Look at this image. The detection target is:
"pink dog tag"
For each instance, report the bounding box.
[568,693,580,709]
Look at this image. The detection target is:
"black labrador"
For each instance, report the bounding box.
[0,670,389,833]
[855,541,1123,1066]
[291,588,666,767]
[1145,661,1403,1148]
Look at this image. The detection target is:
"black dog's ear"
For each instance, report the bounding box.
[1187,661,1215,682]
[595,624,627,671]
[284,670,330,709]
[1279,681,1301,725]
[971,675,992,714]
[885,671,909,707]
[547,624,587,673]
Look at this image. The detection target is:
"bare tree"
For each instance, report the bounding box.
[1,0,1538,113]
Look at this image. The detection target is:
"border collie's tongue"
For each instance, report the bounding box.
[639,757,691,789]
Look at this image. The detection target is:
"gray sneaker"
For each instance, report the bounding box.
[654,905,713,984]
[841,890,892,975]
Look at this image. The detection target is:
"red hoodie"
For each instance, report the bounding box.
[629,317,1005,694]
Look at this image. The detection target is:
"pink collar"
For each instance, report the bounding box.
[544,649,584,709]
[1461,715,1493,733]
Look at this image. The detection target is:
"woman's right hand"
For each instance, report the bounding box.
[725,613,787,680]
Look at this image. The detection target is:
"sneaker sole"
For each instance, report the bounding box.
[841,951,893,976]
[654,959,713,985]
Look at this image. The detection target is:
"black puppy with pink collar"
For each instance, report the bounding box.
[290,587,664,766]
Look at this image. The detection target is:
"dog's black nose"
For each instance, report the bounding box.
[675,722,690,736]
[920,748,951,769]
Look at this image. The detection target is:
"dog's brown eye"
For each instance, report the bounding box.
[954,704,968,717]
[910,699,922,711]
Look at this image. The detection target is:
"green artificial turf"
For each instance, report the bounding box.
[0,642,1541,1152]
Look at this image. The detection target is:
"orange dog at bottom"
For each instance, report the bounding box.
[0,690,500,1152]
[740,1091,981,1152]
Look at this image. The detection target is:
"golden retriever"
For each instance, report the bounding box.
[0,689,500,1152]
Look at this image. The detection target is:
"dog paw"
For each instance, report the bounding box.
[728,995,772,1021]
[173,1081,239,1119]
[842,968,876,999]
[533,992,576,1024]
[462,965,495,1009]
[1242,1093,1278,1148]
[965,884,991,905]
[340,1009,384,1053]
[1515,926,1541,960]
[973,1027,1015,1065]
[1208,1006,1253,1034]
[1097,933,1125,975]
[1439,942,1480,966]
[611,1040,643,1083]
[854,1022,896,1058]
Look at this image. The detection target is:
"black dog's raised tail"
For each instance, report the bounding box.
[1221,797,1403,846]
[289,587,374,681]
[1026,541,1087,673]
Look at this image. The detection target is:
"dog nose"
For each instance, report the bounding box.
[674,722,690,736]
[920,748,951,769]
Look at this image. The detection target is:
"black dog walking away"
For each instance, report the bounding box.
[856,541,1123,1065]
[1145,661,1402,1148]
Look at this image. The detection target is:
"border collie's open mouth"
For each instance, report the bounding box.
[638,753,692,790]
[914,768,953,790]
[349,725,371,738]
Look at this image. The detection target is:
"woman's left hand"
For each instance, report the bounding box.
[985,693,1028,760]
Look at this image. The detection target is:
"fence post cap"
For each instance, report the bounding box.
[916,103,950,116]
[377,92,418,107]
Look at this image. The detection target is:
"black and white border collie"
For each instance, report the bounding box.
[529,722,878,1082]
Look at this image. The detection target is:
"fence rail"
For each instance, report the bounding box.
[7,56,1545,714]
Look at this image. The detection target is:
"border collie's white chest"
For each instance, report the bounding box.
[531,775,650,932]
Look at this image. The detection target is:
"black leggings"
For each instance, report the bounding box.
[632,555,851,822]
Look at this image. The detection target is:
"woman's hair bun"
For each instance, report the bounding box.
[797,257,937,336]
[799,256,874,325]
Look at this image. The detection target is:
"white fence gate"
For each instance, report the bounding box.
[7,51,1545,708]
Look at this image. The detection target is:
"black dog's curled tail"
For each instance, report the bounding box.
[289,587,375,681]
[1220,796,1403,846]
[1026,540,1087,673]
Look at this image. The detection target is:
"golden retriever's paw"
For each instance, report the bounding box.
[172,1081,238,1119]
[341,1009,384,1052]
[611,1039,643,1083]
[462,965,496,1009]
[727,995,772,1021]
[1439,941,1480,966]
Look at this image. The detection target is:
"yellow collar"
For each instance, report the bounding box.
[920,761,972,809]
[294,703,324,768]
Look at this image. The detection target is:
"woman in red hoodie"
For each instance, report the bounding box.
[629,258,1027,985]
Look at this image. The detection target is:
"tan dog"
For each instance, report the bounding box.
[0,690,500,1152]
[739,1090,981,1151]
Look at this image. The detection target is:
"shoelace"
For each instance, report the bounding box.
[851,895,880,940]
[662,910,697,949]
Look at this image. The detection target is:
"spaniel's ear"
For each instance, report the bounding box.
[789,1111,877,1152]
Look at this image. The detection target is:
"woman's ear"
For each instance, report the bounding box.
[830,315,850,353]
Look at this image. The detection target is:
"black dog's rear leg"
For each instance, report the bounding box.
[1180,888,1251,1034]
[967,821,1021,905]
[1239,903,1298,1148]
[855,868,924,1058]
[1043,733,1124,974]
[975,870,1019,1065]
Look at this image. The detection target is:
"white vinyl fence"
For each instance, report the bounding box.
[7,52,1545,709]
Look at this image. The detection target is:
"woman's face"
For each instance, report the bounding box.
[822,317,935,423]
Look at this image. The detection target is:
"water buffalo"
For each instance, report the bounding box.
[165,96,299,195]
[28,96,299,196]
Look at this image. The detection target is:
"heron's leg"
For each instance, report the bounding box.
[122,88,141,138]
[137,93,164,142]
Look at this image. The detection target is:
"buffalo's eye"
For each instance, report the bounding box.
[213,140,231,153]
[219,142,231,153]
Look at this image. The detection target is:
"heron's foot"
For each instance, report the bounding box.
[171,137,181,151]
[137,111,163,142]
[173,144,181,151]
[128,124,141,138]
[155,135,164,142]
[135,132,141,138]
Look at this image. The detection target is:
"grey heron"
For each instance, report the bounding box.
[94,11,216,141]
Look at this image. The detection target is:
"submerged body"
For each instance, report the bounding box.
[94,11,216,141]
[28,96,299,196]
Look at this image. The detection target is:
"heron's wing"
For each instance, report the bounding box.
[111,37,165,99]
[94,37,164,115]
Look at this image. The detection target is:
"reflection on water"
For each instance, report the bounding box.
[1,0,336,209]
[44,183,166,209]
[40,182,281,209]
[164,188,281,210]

● ● ●

Brief → Reproduce the listing above word for word.

Finished task →
Look at this image. The detection target is:
"pink dog tag"
For each instance, report the bounding box.
[568,693,580,709]
Look at this image. The detection target is:
"black labrador"
For each instance, report the bounding box.
[0,670,389,833]
[855,541,1123,1066]
[291,588,666,767]
[1145,661,1403,1148]
Look at this image. The detection target is:
"black dog's ear"
For each instance, report the bounding box.
[1187,661,1215,682]
[595,624,627,671]
[284,670,330,709]
[1279,681,1301,725]
[971,675,992,714]
[885,671,909,707]
[547,624,587,673]
Look at this image. The detection target is:
"bare tree"
For each instance, report the bounding box.
[1,0,1538,113]
Look at this image. The detection target is:
"border collie's tongue"
For each instance, report the bounding box.
[639,757,691,789]
Look at this image. The detection target is:
"gray sneaker"
For each instance, report the bounding box.
[654,905,713,984]
[841,890,892,975]
Look at this image. The detection target is:
"red hoodie"
For each instance, report the bounding box.
[629,317,1005,694]
Look at this image. The detection target is:
"pink collar"
For each instance, report the bounding box.
[544,649,584,709]
[1461,715,1493,733]
Look at this image. The detection target is:
"woman's right hand"
For each instance, report the bounding box.
[725,613,787,680]
Look at this image. The detection target is:
"sneaker sole"
For each instance, report the bounding box.
[841,951,893,976]
[654,959,713,985]
Look at this image. The detection target is:
"black puppy with pink collar"
For each instance, report the bounding box.
[290,587,664,766]
Look at this image. The detection target is:
"dog's black nose"
For each instance, report the bounding box.
[675,722,690,736]
[920,748,951,769]
Look at this image. The detection target is:
"dog's brown eye"
For each instance, report the bounding box.
[954,704,968,717]
[910,699,922,711]
Look at this image. The detection target is:
"green artificial turf"
For each instance, report the bounding box.
[0,642,1541,1152]
Look at this image. The detection target is:
"orange dog at bottom"
For each instance, report the bounding box.
[0,690,500,1152]
[740,1091,981,1152]
Look at this image. The detection target is:
"golden retriever"
For each instance, report the bounding box.
[0,689,500,1152]
Look at this image. The detection target is:
"dog paw"
For each instance, report the bounding box.
[728,995,772,1021]
[173,1081,239,1119]
[842,968,876,999]
[533,992,576,1024]
[462,965,495,1009]
[1242,1093,1278,1148]
[965,884,991,905]
[340,1009,384,1053]
[1515,926,1541,960]
[973,1027,1015,1065]
[1208,1006,1253,1034]
[1097,933,1125,975]
[1439,942,1480,966]
[611,1040,643,1083]
[854,1022,896,1058]
Look at this image. The detection target is:
"black dog's raised tail"
For each instance, report the bounding box.
[1221,797,1403,846]
[289,587,374,681]
[1026,541,1087,673]
Look at this image. The detection target is:
"dog nose"
For each instance, report the bounding box.
[674,722,690,736]
[920,748,951,769]
Look at this image. The detection target is:
"black dog walking away"
For each instance, report the bounding box.
[856,541,1123,1065]
[1145,661,1402,1148]
Look at this image. The detection target is:
"border collie's open mouth"
For each instance, report the bounding box.
[638,753,692,790]
[914,768,953,790]
[349,725,371,738]
Look at this image. The detection target is:
"woman's left hand"
For each instance, report the bounding box.
[985,693,1028,760]
Look at this image. The detection target is:
"fence post cap"
For each instance, report the bounding box.
[916,103,950,116]
[377,92,418,107]
Look at this image. The detection target is:
"black and white border collie"
For each instance, report the bounding box.
[529,722,878,1082]
Look at this image. The detection target is:
"fence rail"
For each instance, report the bounding box.
[7,56,1545,714]
Look at this image. The detection target is:
"border collie's white chest"
For each instance, report the bounding box.
[531,775,650,932]
Look at this image. The detection target is:
"black leggings"
For each instance, report the bounding box.
[632,555,851,822]
Look at this image. The detection target is:
"woman's hair bun"
For each instance, report the bounding box.
[797,257,937,336]
[799,256,874,325]
Look at this image. The detection target is:
"white fence gate"
For each instance, report the bounding box.
[7,51,1545,708]
Look at this image. The detection target is:
"black dog's curled tail"
For each instance, report the bounding box.
[289,587,375,681]
[1220,796,1403,846]
[1026,540,1087,673]
Look at this image. The detection target is:
"golden retriever's paw"
For each instance, report the bounding box.
[172,1081,238,1119]
[341,1009,384,1052]
[611,1039,643,1083]
[462,965,496,1009]
[727,995,772,1021]
[1439,941,1480,966]
Look at this image. The detection target is:
"yellow collar"
For each instance, report the bounding box.
[920,761,972,809]
[294,703,324,768]
Look at this image. The detection target is:
"woman in red hoodie"
For each instance, report the bounding box.
[629,258,1027,985]
Look at this image. The detection target is:
"tan dog"
For each instance, report the bounding box.
[0,690,500,1152]
[739,1090,981,1151]
Look at this image. The detection target is:
"shoelace"
For each instance, report the bounding box.
[851,895,880,940]
[662,910,697,949]
Look at this image. The detection target is:
"spaniel's ear"
For each instance, report the bounding box.
[789,1111,877,1152]
Look at this image. The detection target is:
"woman's ear"
For each instance, report the bounding box.
[830,315,850,353]
Look at this image. The detection target is:
"black dog's rear leg"
For each instance, report the bounding box.
[1180,888,1251,1034]
[967,821,1021,905]
[1239,903,1298,1148]
[855,868,924,1058]
[1043,733,1124,974]
[975,870,1019,1065]
Look at this image. The detection target is:
"white vinyl fence"
For each instance, report the bounding box.
[7,52,1545,709]
Look at this image. The detection target is:
"woman's face"
For each instance, report the bounding box.
[822,317,935,423]
Look at this image. The detection target is:
"water buffalo"
For each instance, report the bounding box.
[165,96,299,195]
[28,96,299,196]
Look at this image. The detection target is:
"heron's leg"
For each instance, report the bounding box.
[122,88,141,138]
[137,93,164,142]
Look at this image. The detection target is:
"buffalo's eye"
For each instance, report the bounding box.
[213,140,231,153]
[219,142,231,153]
Look at this image. The detection target is:
"heron's foot"
For each instance, report the bounding box.
[171,137,181,151]
[137,111,163,142]
[173,144,181,151]
[128,124,141,138]
[155,135,164,142]
[135,132,141,138]
Look at this image. The detection target is:
"grey heron"
For each instance, report the bounding box.
[94,11,216,141]
Look at this image. The detection target is:
"submerged body"
For each instance, report the bounding box.
[94,11,216,141]
[28,96,299,196]
Look at this image. The detection target is:
"heron's wing"
For each instance, report the bounding box.
[111,37,165,99]
[94,37,164,115]
Look at this image. The detection target is:
"reflection on water"
For each instance, report the bounding box.
[1,0,336,209]
[44,183,166,209]
[40,182,281,209]
[164,188,281,210]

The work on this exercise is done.